[start Exercise inputs]
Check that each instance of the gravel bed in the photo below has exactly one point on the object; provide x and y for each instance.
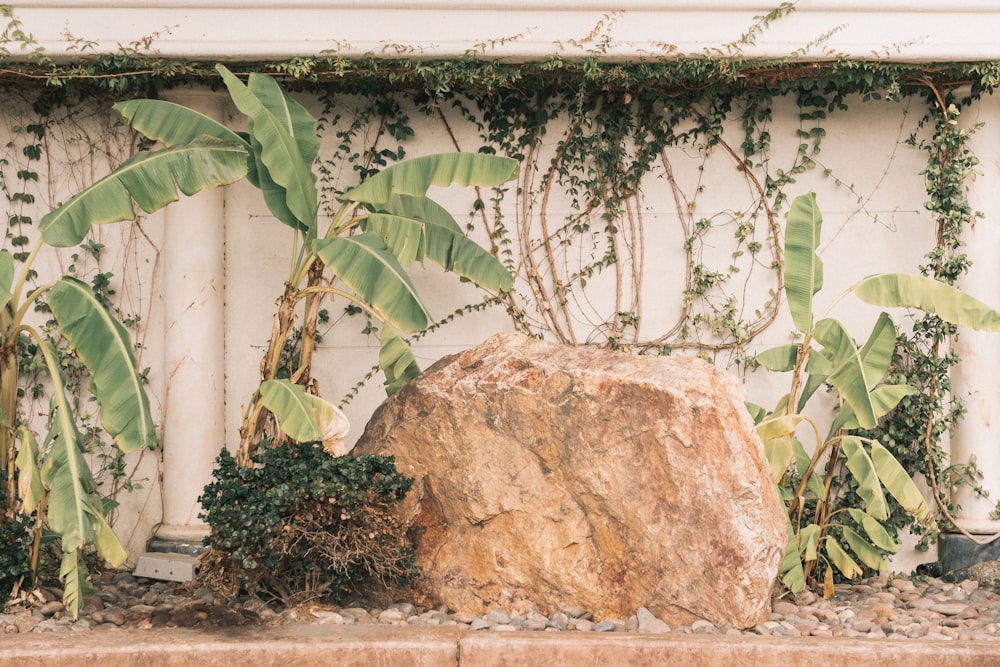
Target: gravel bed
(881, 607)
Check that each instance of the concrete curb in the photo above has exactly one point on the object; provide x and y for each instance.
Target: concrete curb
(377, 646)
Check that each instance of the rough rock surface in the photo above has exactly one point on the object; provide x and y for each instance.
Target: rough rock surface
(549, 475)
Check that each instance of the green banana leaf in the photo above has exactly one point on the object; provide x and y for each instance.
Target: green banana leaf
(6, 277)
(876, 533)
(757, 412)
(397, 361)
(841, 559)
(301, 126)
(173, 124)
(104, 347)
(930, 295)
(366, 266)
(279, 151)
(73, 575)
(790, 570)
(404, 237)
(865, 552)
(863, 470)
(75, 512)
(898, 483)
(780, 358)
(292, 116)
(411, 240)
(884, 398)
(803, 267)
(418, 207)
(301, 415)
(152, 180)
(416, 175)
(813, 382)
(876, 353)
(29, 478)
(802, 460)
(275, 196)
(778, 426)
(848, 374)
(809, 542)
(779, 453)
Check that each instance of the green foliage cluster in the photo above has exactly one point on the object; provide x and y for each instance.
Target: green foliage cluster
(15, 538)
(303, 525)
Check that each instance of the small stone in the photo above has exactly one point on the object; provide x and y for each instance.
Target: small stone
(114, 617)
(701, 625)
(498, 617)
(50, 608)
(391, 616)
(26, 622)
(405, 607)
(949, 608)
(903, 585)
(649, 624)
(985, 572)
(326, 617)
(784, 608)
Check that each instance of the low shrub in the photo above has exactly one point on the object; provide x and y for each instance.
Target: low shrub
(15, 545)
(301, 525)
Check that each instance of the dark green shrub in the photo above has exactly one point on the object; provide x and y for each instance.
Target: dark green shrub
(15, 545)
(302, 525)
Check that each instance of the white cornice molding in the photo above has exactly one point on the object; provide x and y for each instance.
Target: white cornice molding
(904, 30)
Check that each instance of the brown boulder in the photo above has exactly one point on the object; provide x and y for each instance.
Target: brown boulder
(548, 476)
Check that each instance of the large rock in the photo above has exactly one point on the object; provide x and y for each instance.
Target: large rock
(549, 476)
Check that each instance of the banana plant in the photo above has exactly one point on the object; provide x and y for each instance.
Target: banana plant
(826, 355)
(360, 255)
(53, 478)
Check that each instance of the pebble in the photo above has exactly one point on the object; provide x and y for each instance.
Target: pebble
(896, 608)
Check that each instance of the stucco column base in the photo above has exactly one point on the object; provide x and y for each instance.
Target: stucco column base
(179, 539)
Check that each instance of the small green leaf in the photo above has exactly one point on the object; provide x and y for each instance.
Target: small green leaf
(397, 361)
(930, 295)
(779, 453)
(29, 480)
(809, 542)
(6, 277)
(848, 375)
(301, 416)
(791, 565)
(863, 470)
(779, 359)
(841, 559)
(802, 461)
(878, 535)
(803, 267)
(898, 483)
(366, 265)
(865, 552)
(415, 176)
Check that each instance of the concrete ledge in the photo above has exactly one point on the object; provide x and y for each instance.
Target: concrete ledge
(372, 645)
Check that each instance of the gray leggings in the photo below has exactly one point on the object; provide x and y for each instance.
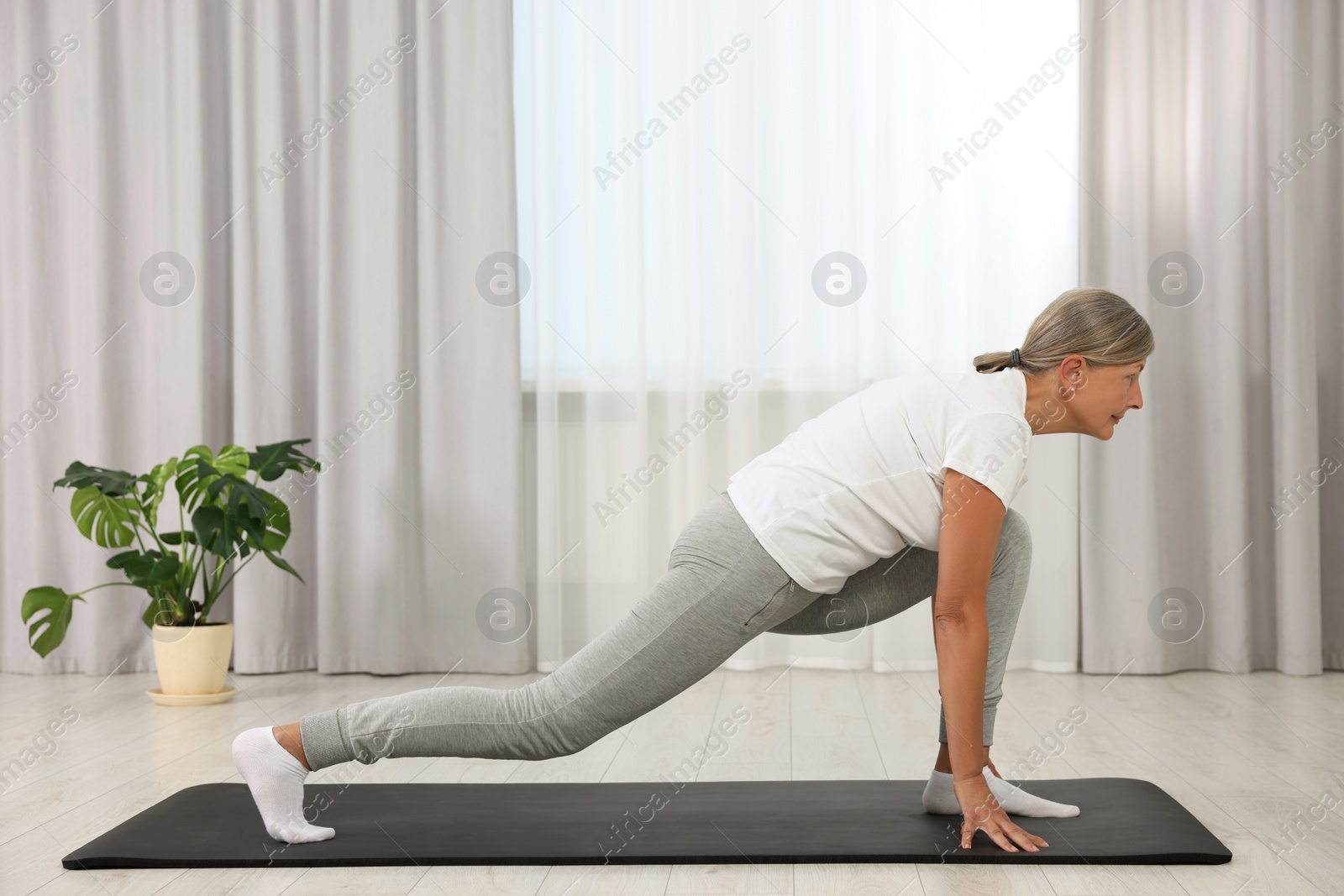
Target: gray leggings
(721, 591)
[end Exercise inputs]
(Stated problem) Rescale the part of the data above that opens with the line containing "Check that each instance of the dark" and runs through the end of the data. Write out every line again, requests included, multiplying each point coordinate by 0.6 and rounding to whole numbers with halves going up, and omit the pictures.

(Exercise solution)
Check that each instance of the dark green shrub in the photo above has exactly one point on the object; provide x and y for each instance.
Target: dark green shrub
(9, 327)
(181, 315)
Check that each instance of the white cornice molding in the photo above has exactly one point on the object; provide x and y for each instance.
Target: white cornice molding
(542, 18)
Check that each instance of the brown boulder in the photo above has exactly one point on the object; provide x and y for each instance.
Target: brown boulder
(329, 286)
Check that each instance of the large rock in the photo above has exactly one point on the object; provide x and y for each instance.
Target: large rock
(329, 286)
Check that each instance of the banana plant in the photo above has exactly one point on the object; provide x and y for each instance.
Target: banana plant
(496, 213)
(216, 153)
(32, 287)
Check that each instance of the pebble in the photo above has exactly one point on the object; provide x and y for each instance.
Target: pebble
(538, 365)
Check that each instance of the stucco column base in the photo above has exactly one point on the object; provide x and y for each instance.
Target: stucco column base
(107, 323)
Check that each instance of the small green leaf in the photo above has exactly one point on the object; provide x and y for each instance.
Target: small green leaf
(238, 217)
(558, 177)
(467, 272)
(17, 288)
(485, 325)
(4, 166)
(509, 225)
(181, 250)
(475, 339)
(518, 282)
(467, 215)
(505, 335)
(481, 277)
(527, 321)
(482, 160)
(539, 290)
(220, 159)
(519, 331)
(249, 106)
Check that each instance of the concrete ledge in the photo above has exactly one point on the object; provide x and y for each instance.
Target: concrete ledge
(223, 387)
Check that each instance of the gray leggings in the photo below has exactly one point on the object; provide x and y for each instance.
Target: gray leggings
(433, 355)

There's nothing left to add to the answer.